Il Piano Strategico Nazionale Contro la Violenza Maschile sulle Donne 2017 – 2020, all’asse 4.3 ‘Perseguire e punire’, recependo il contenuto dell’art.51 della Convenzione di Istanbul, recita chiaramente che

Le donne che subiscono violenza hanno diritto a sentirsi tutelate e a ottenere giustizia dai tribunali il prima possibile, le situazioni di violenza vissute devono essere opportunamente investigate al fine di evitare il protrarsi di ulteriori violenze (…) garantire la tutela delle donne vittime di violenza attraverso un’efficace e rapida valutazione e gestione del rischio di letalità della vittima, gravità, reiterazione e recidiva del reato, attraverso procedure omogenee ed efficienti su tutto il territorio nazionale.

La reiterazione, la frequenza e l’escalation della violenza che connotano tale tipologia di reato hanno aperto la strada alla riflessione circa i cosiddetti ‘fattori di rischio’ e di ‘vulnerabilità’ presenti all’interno delle relazioni violente.

Ma come si definisce un fattore di rischio o di vulnerabilità, ed esiste una metodologia per individuarli?

Un fattore di rischio è una caratteristica del maltrattante, una circostanza della relazione la cui presenza aumenta la probabilità che si verifichi quel determinato comportamento. Individuare i fattori di rischio aiuta a leggere i campanelli d’allarme e a far sì che le donne – che forse non li hanno saputi attenzionare perché normalizzati – possano rileggerli nella narrazione del loro vissuto e della loro storia. Nel valutare il rischio occorre che tali fattori vengano sempre contestualizzati e distinti tra dinamici, sui quali è possibile intervenire (attuale pericolosità del reo, condizioni di scarsa autonomia della vittima, abuso di sostanze, ecc.), e statici, che comunque permangono in termini di impatto (ad esempio, una condanna avuta nel passato dal reo per maltrattamenti o altra tipologia di reato, minimizzazione della violenza, ecc.).

I fattori di vulnerabilità sono invece quelle caratteristiche delle vittime la cui presenza aumenta la difficoltà per la donna di sottrarsi alla violenza e quindi il rischio di recidiva.
# # # #
**I TUOI COMPITI**
1) Nel testo sui fattori di rischio, che cosa sono i fattori di vulnerabilità?
2) Aggiorna il testo sui fattori di rischio: riscrivi la parte da "Le donne che" fino a "metodologia per individuarli?" compreso, sostituendo "escalation" con "intensificazione".
I dati provengono da un'altra fonte.

**DATI FORNITI**
# # # #
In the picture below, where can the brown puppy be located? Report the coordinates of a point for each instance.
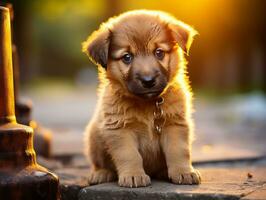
(142, 125)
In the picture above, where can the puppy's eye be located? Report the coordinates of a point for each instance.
(159, 53)
(127, 58)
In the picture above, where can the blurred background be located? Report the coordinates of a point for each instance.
(227, 65)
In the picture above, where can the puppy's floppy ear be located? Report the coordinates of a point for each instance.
(97, 45)
(183, 34)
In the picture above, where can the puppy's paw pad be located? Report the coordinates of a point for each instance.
(186, 178)
(134, 180)
(100, 176)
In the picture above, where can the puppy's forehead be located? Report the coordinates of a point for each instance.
(139, 32)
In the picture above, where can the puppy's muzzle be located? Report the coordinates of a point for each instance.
(148, 81)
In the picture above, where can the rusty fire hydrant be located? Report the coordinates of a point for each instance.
(20, 175)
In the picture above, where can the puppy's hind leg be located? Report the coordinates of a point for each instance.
(101, 166)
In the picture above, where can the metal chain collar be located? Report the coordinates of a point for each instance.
(158, 114)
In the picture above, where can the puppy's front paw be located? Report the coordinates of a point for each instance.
(134, 180)
(185, 177)
(100, 176)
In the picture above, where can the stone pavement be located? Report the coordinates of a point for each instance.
(247, 183)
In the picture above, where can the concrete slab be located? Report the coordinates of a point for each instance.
(218, 183)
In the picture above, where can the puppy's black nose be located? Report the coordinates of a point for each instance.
(147, 81)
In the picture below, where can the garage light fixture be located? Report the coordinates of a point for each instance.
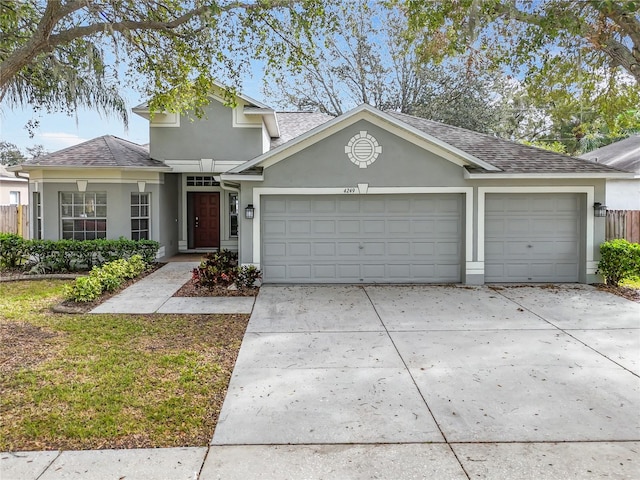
(599, 210)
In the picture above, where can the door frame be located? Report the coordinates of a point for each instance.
(191, 210)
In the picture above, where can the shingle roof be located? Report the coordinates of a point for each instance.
(294, 124)
(105, 151)
(624, 154)
(510, 157)
(10, 176)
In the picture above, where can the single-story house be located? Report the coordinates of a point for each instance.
(13, 190)
(366, 197)
(622, 193)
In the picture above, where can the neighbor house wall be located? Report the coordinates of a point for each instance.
(623, 194)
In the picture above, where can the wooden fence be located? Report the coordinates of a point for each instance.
(623, 224)
(14, 219)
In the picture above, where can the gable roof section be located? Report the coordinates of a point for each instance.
(294, 124)
(510, 157)
(102, 152)
(624, 154)
(376, 117)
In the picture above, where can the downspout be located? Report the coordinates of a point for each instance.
(229, 188)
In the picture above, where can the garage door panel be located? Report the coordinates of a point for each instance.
(348, 249)
(381, 238)
(348, 226)
(299, 272)
(523, 245)
(299, 249)
(424, 248)
(324, 271)
(399, 226)
(324, 249)
(373, 226)
(275, 249)
(324, 227)
(423, 226)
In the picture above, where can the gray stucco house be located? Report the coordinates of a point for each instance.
(366, 197)
(622, 193)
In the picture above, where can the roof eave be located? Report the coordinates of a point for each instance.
(100, 167)
(544, 175)
(268, 116)
(238, 177)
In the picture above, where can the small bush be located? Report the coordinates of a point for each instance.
(85, 289)
(13, 250)
(246, 276)
(217, 268)
(107, 278)
(619, 260)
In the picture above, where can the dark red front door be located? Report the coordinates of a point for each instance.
(206, 219)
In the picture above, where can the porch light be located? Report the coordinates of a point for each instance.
(599, 210)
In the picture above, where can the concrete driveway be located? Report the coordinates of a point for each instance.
(433, 382)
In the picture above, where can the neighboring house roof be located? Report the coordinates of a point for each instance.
(294, 124)
(509, 157)
(8, 176)
(102, 152)
(481, 154)
(624, 154)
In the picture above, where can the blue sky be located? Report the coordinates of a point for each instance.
(58, 131)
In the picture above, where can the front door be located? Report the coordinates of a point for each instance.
(205, 219)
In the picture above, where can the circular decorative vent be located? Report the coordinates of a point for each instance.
(363, 149)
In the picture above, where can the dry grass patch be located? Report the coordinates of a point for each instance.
(110, 381)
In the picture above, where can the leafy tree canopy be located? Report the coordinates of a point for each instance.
(56, 55)
(368, 59)
(579, 59)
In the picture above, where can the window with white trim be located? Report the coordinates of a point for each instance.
(83, 215)
(233, 214)
(202, 181)
(37, 214)
(140, 216)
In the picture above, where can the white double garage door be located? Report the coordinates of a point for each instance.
(417, 238)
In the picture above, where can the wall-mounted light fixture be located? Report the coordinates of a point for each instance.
(249, 211)
(599, 210)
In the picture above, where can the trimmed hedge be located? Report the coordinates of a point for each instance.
(619, 260)
(107, 278)
(42, 256)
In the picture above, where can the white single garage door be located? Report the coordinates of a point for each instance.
(532, 237)
(361, 238)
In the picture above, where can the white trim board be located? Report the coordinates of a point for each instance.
(590, 195)
(259, 192)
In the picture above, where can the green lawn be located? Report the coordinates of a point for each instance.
(108, 381)
(631, 283)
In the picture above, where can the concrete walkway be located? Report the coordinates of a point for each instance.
(154, 294)
(356, 382)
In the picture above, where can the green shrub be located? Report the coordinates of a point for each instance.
(246, 276)
(73, 255)
(217, 268)
(84, 289)
(13, 250)
(107, 278)
(619, 260)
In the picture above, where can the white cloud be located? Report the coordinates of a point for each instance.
(53, 141)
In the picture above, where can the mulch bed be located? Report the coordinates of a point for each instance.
(190, 289)
(632, 294)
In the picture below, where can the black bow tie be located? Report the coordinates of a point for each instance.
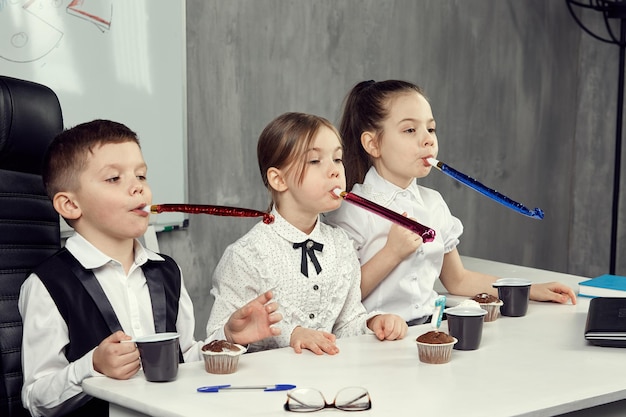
(308, 248)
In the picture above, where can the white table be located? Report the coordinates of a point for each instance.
(535, 365)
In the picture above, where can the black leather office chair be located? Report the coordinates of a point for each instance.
(30, 117)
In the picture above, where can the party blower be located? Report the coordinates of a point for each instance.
(427, 234)
(537, 213)
(206, 209)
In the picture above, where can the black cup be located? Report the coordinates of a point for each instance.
(515, 294)
(466, 324)
(159, 356)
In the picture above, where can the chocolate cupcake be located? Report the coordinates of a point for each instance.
(221, 356)
(435, 347)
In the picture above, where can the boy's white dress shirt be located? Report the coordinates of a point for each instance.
(51, 383)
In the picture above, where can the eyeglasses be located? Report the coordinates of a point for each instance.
(304, 400)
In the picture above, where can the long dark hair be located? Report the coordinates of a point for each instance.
(365, 108)
(285, 140)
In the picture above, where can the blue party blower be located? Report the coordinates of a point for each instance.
(218, 388)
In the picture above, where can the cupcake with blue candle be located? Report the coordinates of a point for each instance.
(436, 346)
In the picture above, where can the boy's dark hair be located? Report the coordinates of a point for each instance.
(365, 109)
(66, 156)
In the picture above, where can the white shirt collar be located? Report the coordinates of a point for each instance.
(384, 192)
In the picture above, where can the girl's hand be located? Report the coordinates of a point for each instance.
(552, 291)
(316, 341)
(402, 242)
(388, 326)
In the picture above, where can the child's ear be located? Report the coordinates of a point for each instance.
(276, 179)
(65, 205)
(370, 144)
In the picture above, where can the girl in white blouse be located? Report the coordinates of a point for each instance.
(311, 267)
(389, 131)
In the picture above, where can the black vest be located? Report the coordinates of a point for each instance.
(88, 313)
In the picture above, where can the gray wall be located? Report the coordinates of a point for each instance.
(524, 101)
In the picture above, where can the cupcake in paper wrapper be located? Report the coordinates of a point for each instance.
(221, 356)
(490, 304)
(435, 347)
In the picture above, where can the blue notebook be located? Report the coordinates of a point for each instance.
(606, 285)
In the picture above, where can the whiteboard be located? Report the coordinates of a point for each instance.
(122, 60)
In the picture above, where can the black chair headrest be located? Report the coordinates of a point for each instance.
(30, 118)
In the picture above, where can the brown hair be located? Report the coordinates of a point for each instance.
(66, 156)
(365, 109)
(285, 140)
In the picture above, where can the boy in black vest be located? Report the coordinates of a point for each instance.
(104, 287)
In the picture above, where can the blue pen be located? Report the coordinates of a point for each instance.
(218, 388)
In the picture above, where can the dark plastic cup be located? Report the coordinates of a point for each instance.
(515, 294)
(466, 324)
(159, 356)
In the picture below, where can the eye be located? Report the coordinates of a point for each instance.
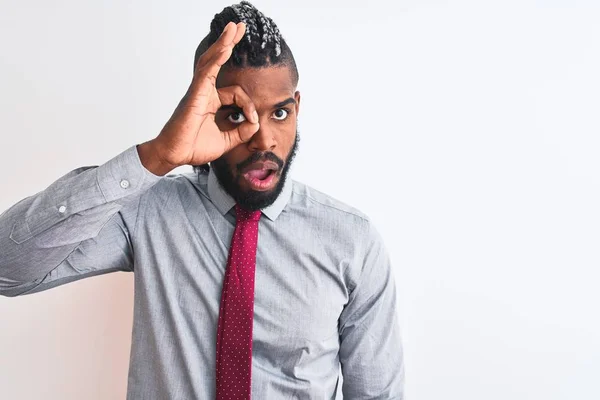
(236, 117)
(281, 114)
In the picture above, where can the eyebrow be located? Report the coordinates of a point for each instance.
(233, 107)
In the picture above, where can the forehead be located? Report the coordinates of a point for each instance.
(266, 84)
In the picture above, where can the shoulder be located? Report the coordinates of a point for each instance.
(184, 184)
(329, 210)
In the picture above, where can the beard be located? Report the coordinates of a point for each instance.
(253, 200)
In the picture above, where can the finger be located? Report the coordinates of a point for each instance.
(211, 61)
(220, 51)
(235, 95)
(240, 134)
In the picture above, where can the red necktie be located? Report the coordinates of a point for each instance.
(234, 332)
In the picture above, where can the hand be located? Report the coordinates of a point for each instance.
(191, 136)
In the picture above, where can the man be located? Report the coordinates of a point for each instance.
(247, 283)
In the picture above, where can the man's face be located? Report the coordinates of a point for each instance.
(253, 173)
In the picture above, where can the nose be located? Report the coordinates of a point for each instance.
(262, 140)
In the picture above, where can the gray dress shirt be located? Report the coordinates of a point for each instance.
(325, 297)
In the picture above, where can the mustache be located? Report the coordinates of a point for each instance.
(255, 157)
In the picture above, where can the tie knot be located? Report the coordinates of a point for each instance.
(245, 215)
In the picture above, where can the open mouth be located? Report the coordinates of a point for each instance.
(262, 178)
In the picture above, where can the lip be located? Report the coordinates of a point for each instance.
(260, 185)
(261, 165)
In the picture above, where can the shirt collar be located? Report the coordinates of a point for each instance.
(224, 202)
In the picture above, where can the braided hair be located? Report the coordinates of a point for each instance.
(262, 45)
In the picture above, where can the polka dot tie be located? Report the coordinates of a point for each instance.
(234, 331)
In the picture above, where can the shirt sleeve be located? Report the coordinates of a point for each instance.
(77, 227)
(371, 353)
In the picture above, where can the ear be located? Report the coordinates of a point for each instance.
(297, 97)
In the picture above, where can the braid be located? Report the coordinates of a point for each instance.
(262, 45)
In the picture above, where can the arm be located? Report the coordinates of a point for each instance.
(77, 227)
(370, 347)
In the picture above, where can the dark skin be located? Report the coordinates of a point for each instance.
(194, 135)
(277, 102)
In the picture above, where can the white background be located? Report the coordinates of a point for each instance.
(468, 130)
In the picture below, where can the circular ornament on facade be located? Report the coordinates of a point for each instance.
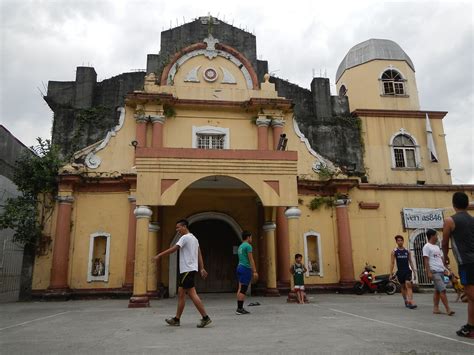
(210, 74)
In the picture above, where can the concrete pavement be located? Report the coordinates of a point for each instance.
(330, 324)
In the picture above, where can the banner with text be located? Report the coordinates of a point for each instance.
(415, 218)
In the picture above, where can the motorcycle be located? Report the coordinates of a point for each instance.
(368, 282)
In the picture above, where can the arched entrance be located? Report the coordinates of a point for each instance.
(218, 235)
(218, 243)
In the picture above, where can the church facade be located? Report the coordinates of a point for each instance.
(209, 136)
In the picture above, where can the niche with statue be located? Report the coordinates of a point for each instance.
(312, 250)
(99, 253)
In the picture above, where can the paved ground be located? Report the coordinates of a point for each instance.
(330, 324)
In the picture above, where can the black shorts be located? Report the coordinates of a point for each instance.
(404, 276)
(186, 280)
(466, 274)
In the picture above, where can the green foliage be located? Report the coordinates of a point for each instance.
(325, 173)
(36, 176)
(169, 111)
(327, 201)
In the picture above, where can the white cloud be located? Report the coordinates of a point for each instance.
(46, 40)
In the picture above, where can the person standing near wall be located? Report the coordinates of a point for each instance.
(435, 269)
(190, 261)
(245, 270)
(459, 228)
(404, 273)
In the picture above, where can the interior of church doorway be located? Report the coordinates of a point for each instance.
(218, 242)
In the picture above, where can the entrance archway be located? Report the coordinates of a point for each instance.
(218, 234)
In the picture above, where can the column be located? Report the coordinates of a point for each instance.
(346, 264)
(293, 215)
(277, 126)
(60, 267)
(157, 135)
(283, 246)
(152, 282)
(269, 235)
(132, 230)
(141, 128)
(140, 298)
(262, 125)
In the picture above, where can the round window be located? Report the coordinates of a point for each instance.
(210, 74)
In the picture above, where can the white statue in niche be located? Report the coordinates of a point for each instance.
(98, 269)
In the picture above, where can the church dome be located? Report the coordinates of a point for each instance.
(372, 49)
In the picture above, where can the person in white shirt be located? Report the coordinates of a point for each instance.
(190, 261)
(434, 266)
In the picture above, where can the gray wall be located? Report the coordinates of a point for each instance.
(11, 254)
(324, 119)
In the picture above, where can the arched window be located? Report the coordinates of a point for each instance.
(313, 253)
(210, 137)
(393, 83)
(404, 151)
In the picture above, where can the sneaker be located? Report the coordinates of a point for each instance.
(204, 322)
(241, 311)
(172, 321)
(466, 331)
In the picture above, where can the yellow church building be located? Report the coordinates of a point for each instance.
(211, 139)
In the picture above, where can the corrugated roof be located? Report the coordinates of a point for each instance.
(370, 50)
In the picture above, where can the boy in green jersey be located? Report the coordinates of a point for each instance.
(298, 270)
(245, 270)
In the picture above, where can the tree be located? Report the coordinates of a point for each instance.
(36, 176)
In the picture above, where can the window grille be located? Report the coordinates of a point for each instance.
(393, 83)
(404, 152)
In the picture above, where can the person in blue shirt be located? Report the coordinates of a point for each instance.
(246, 270)
(405, 270)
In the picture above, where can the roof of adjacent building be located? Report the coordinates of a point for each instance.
(370, 50)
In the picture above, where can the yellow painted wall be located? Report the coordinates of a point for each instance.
(322, 221)
(42, 265)
(99, 212)
(377, 132)
(365, 91)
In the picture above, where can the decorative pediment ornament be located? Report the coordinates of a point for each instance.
(320, 160)
(228, 56)
(228, 77)
(93, 161)
(192, 75)
(210, 50)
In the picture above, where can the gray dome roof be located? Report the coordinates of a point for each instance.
(370, 50)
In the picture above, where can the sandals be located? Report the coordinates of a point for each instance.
(253, 304)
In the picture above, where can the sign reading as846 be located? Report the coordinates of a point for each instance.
(415, 218)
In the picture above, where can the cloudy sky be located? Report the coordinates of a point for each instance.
(46, 40)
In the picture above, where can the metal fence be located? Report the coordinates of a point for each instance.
(11, 257)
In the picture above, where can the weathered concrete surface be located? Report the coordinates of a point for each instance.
(330, 324)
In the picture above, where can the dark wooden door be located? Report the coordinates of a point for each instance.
(217, 241)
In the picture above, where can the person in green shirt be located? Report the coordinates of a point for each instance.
(245, 270)
(298, 270)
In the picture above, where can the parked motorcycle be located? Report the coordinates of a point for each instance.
(371, 283)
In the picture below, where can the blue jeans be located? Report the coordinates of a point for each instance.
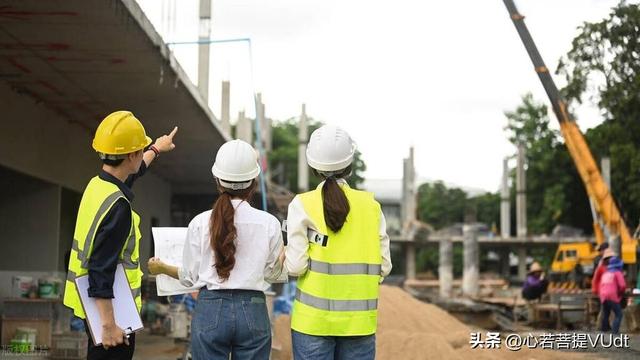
(607, 307)
(232, 322)
(309, 347)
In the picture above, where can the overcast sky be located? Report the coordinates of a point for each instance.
(434, 74)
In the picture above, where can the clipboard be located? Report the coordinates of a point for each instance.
(125, 310)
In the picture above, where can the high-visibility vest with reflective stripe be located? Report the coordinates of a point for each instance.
(97, 200)
(338, 295)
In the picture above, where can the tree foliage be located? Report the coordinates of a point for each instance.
(603, 66)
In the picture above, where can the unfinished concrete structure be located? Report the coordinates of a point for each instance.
(83, 60)
(303, 139)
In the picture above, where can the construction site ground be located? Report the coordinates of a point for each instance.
(408, 329)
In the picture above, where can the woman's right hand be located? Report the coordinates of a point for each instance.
(156, 266)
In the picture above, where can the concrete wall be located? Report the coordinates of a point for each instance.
(51, 160)
(29, 222)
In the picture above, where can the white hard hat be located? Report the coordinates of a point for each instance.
(236, 162)
(330, 149)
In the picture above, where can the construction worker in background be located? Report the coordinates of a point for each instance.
(611, 291)
(339, 248)
(107, 228)
(231, 253)
(600, 269)
(535, 284)
(632, 312)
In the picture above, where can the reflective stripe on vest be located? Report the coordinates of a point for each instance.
(344, 269)
(127, 254)
(97, 200)
(336, 305)
(88, 242)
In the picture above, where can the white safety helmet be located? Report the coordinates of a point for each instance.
(330, 149)
(236, 165)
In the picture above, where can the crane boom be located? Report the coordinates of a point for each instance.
(605, 207)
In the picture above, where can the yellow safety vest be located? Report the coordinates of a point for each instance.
(338, 295)
(98, 198)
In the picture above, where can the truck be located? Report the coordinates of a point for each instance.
(572, 259)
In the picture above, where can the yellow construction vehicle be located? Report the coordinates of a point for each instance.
(607, 219)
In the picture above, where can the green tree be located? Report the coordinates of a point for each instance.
(549, 168)
(283, 159)
(603, 66)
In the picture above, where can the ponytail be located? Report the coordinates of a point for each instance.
(222, 229)
(334, 202)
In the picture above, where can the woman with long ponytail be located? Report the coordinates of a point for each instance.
(339, 249)
(231, 253)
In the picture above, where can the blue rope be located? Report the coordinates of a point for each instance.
(258, 126)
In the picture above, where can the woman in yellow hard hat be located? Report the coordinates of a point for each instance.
(107, 228)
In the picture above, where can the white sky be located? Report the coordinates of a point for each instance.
(434, 74)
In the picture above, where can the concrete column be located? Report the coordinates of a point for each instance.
(303, 138)
(445, 268)
(265, 124)
(244, 128)
(471, 258)
(522, 263)
(521, 196)
(614, 241)
(505, 266)
(203, 50)
(225, 107)
(410, 253)
(408, 210)
(505, 206)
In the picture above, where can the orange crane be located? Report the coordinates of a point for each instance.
(607, 217)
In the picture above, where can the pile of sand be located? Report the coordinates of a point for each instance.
(410, 329)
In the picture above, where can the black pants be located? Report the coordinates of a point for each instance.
(120, 352)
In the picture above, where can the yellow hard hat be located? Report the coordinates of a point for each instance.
(535, 267)
(120, 133)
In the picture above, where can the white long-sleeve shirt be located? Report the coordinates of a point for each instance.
(258, 245)
(297, 257)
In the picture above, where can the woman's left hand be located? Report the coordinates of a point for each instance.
(156, 266)
(165, 142)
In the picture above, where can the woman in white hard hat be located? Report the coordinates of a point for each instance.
(339, 249)
(231, 253)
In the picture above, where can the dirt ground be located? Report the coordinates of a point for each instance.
(407, 329)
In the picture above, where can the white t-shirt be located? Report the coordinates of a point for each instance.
(258, 244)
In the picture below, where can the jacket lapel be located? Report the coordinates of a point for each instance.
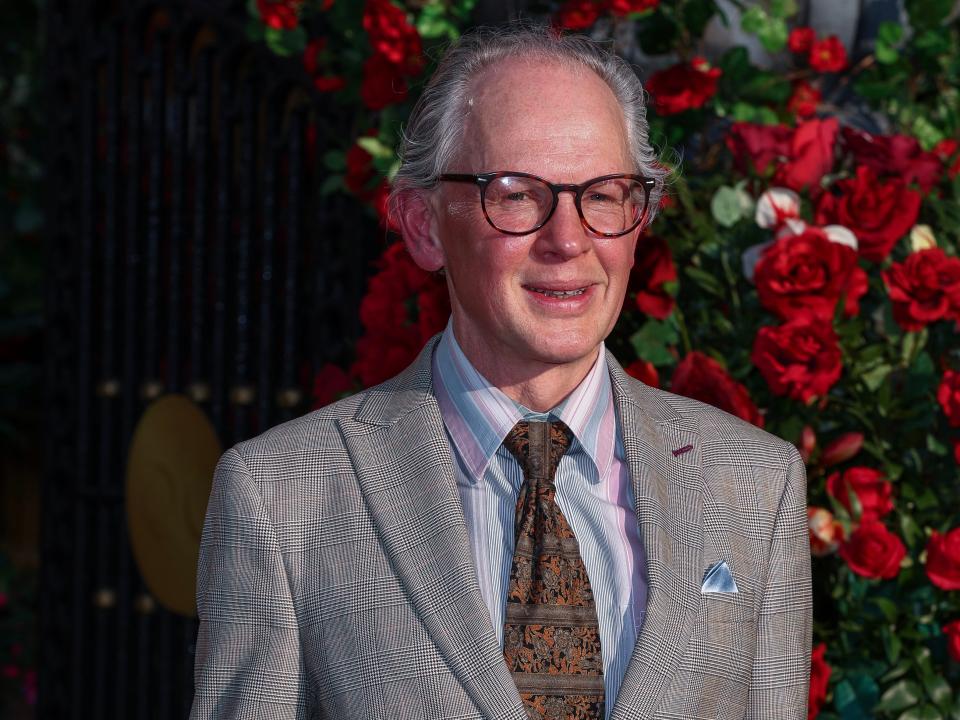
(663, 453)
(404, 467)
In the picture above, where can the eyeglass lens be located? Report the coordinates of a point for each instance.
(520, 204)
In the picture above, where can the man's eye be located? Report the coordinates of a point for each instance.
(598, 197)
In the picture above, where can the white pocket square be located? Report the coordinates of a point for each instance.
(718, 578)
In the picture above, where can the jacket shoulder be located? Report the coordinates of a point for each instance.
(316, 430)
(722, 433)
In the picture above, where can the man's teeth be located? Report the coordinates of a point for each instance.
(559, 293)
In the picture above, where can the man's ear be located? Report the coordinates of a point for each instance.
(416, 216)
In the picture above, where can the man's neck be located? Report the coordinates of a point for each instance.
(539, 386)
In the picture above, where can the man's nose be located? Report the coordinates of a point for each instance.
(564, 235)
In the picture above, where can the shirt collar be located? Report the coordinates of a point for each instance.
(478, 415)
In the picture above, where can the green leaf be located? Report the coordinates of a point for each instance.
(926, 712)
(911, 531)
(888, 607)
(892, 645)
(890, 32)
(332, 184)
(736, 67)
(285, 42)
(657, 34)
(875, 376)
(773, 35)
(888, 40)
(753, 19)
(854, 697)
(899, 696)
(936, 447)
(376, 147)
(926, 132)
(730, 204)
(913, 343)
(707, 281)
(696, 14)
(783, 8)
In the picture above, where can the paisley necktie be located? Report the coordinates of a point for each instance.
(551, 638)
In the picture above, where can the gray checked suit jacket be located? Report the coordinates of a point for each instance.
(336, 579)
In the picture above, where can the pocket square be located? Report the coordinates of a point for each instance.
(718, 578)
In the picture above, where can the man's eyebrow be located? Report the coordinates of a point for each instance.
(460, 207)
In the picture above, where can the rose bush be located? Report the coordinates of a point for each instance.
(802, 275)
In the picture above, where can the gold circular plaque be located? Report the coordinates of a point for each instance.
(170, 467)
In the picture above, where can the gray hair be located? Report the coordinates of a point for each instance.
(433, 134)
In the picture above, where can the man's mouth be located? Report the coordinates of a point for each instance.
(557, 293)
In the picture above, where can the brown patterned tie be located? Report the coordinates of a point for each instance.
(551, 637)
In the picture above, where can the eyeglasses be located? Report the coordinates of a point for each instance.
(518, 203)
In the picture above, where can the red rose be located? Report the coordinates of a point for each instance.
(644, 372)
(809, 272)
(873, 551)
(683, 86)
(819, 680)
(801, 39)
(946, 149)
(577, 14)
(924, 288)
(872, 489)
(382, 84)
(329, 383)
(280, 14)
(878, 213)
(700, 377)
(952, 631)
(948, 395)
(804, 100)
(392, 338)
(943, 559)
(897, 155)
(811, 154)
(828, 55)
(628, 7)
(760, 144)
(826, 533)
(652, 270)
(800, 359)
(392, 36)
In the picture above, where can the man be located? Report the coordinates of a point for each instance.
(512, 527)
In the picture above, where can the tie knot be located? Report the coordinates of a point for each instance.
(538, 446)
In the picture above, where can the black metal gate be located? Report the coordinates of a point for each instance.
(189, 251)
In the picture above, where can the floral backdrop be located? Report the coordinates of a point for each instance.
(802, 274)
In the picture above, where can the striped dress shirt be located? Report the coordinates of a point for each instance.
(593, 491)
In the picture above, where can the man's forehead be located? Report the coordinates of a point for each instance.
(542, 105)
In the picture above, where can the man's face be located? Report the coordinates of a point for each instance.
(565, 126)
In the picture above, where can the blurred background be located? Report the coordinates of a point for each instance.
(193, 248)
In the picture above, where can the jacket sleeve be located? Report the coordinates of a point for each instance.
(781, 673)
(248, 658)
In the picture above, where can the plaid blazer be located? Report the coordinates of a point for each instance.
# # # #
**RISPOSTE AI COMPITI**
1) Sono caratteristiche delle vittime la cui presenza aumenta la difficoltà per la donna di sottrarsi alla violenza e quindi il rischio di recidiva.

2)
Le donne che subiscono violenza hanno diritto a sentirsi tutelate e a ottenere giustizia dai tribunali il prima possibile, le situazioni di violenza vissute devono essere opportunamente investigate al fine di evitare il protrarsi di ulteriori violenze (…) garantire la tutela delle donne vittime di violenza attraverso un’efficace e rapida valutazione e gestione del rischio di letalità della vittima, gravità, reiterazione e recidiva del reato, attraverso procedure omogenee ed efficienti su tutto il territorio nazionale.

La reiterazione, la frequenza e l’intensificazione della violenza che connotano tale tipologia di reato hanno aperto la strada alla riflessione circa i cosiddetti ‘fattori di rischio’ e di ‘vulnerabilità’ presenti all’interno delle relazioni violente.

Ma come si definisce un fattore di rischio o di vulnerabilità, ed esiste una metodologia per individuarli?